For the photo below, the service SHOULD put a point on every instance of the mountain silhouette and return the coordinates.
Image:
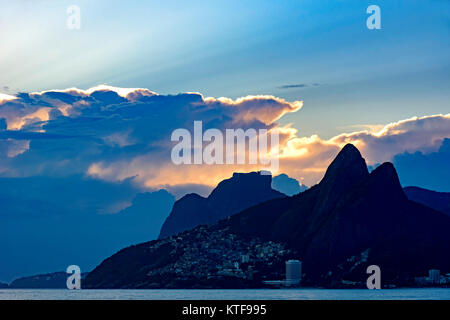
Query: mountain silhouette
(337, 228)
(231, 196)
(349, 212)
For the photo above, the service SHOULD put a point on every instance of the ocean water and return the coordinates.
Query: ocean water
(246, 294)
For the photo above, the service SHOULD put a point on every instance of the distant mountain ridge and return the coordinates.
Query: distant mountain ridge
(350, 220)
(439, 201)
(231, 196)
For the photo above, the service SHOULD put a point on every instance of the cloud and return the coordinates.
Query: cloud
(429, 171)
(115, 133)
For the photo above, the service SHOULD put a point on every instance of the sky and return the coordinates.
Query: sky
(86, 115)
(236, 48)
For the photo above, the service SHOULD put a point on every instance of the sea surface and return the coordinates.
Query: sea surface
(245, 294)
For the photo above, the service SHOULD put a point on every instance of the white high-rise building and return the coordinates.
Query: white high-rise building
(293, 272)
(434, 275)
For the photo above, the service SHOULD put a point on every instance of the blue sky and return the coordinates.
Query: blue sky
(101, 151)
(236, 48)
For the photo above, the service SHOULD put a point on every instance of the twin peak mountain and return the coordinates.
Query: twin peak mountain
(351, 213)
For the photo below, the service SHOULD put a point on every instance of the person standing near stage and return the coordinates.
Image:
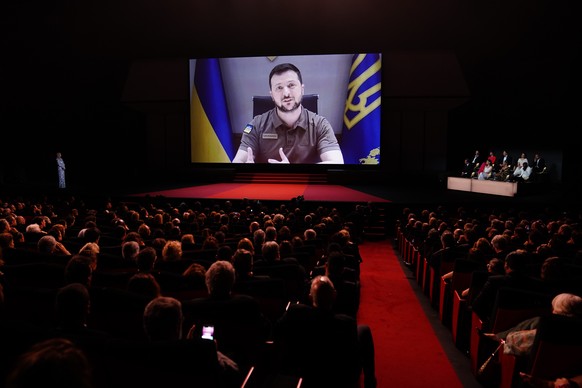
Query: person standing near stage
(61, 170)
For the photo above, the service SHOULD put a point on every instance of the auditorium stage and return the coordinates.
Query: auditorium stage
(269, 191)
(403, 193)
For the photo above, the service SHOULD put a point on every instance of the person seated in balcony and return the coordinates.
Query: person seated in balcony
(521, 174)
(487, 172)
(467, 169)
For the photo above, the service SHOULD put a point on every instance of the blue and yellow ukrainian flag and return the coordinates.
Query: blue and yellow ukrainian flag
(211, 134)
(361, 129)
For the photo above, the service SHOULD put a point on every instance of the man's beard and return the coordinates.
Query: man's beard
(282, 108)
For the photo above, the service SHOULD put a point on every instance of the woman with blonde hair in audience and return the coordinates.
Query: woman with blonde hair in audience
(172, 251)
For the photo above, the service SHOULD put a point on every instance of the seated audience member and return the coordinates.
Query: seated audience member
(129, 250)
(240, 327)
(163, 320)
(49, 245)
(79, 269)
(325, 348)
(55, 362)
(71, 313)
(144, 284)
(91, 250)
(516, 276)
(194, 276)
(520, 338)
(146, 260)
(224, 252)
(172, 251)
(243, 265)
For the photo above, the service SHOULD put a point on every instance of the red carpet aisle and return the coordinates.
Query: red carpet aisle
(408, 353)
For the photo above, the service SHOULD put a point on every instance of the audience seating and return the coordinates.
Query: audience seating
(461, 279)
(557, 352)
(512, 306)
(461, 311)
(144, 364)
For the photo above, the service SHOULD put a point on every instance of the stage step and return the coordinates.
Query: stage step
(260, 177)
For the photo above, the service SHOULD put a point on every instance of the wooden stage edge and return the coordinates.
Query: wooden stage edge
(507, 189)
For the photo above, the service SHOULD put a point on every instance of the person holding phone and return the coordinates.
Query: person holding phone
(288, 133)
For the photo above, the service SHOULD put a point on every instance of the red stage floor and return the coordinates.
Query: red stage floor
(269, 191)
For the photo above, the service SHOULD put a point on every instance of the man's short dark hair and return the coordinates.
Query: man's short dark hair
(282, 68)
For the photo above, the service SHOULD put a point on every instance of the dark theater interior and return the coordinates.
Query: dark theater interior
(111, 86)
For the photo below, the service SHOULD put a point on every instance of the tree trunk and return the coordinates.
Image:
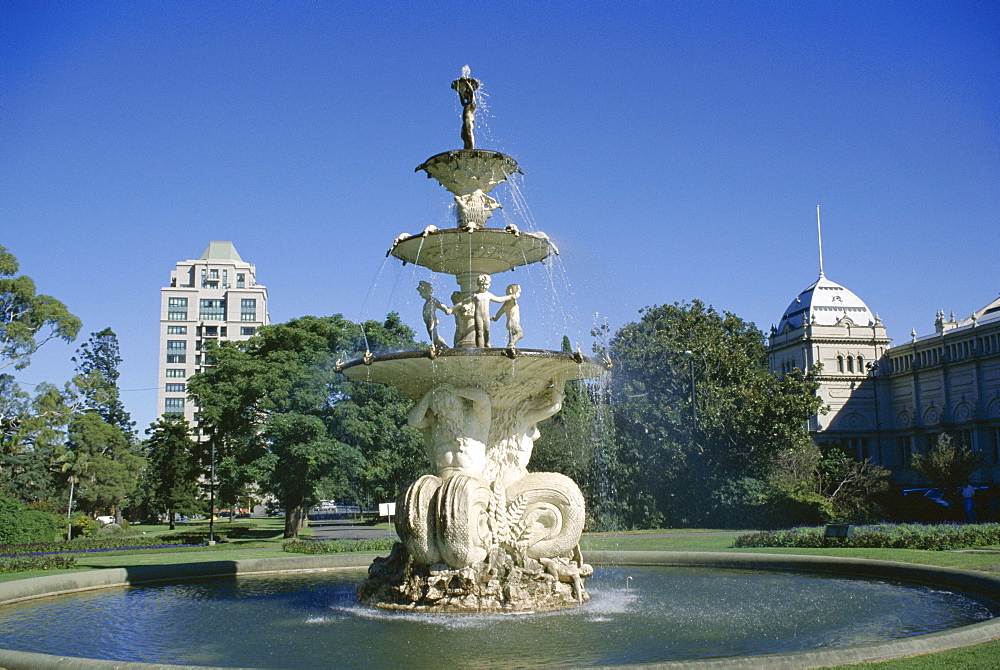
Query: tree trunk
(69, 510)
(293, 520)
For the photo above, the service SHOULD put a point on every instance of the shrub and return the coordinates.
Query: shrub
(19, 524)
(942, 537)
(85, 526)
(110, 530)
(338, 546)
(36, 563)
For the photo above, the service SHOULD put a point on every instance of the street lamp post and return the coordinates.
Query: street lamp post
(873, 375)
(211, 500)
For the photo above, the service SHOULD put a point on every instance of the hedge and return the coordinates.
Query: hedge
(939, 537)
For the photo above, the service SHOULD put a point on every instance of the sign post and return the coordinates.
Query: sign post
(387, 509)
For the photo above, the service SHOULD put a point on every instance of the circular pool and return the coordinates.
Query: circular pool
(637, 614)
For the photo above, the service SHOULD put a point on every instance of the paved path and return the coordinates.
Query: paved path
(346, 529)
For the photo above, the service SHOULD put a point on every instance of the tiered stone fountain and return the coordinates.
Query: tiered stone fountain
(481, 533)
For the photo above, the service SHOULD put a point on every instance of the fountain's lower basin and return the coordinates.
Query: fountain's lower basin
(505, 373)
(658, 615)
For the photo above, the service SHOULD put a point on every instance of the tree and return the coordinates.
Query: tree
○ ○ ○ ○ ○
What you should do
Your task is to collect every line above that contains the word "below".

Result for this task
For the photo below, the service SHOULD put a point on every instance of the mountain silhouette and return the coordinates.
For the photo below, the service SHOULD put a point on every instance of the person standing near stage and return the coordinates.
For the photo below, the service SHOULD put a point on every instance of the tree trunk and return the coordinates.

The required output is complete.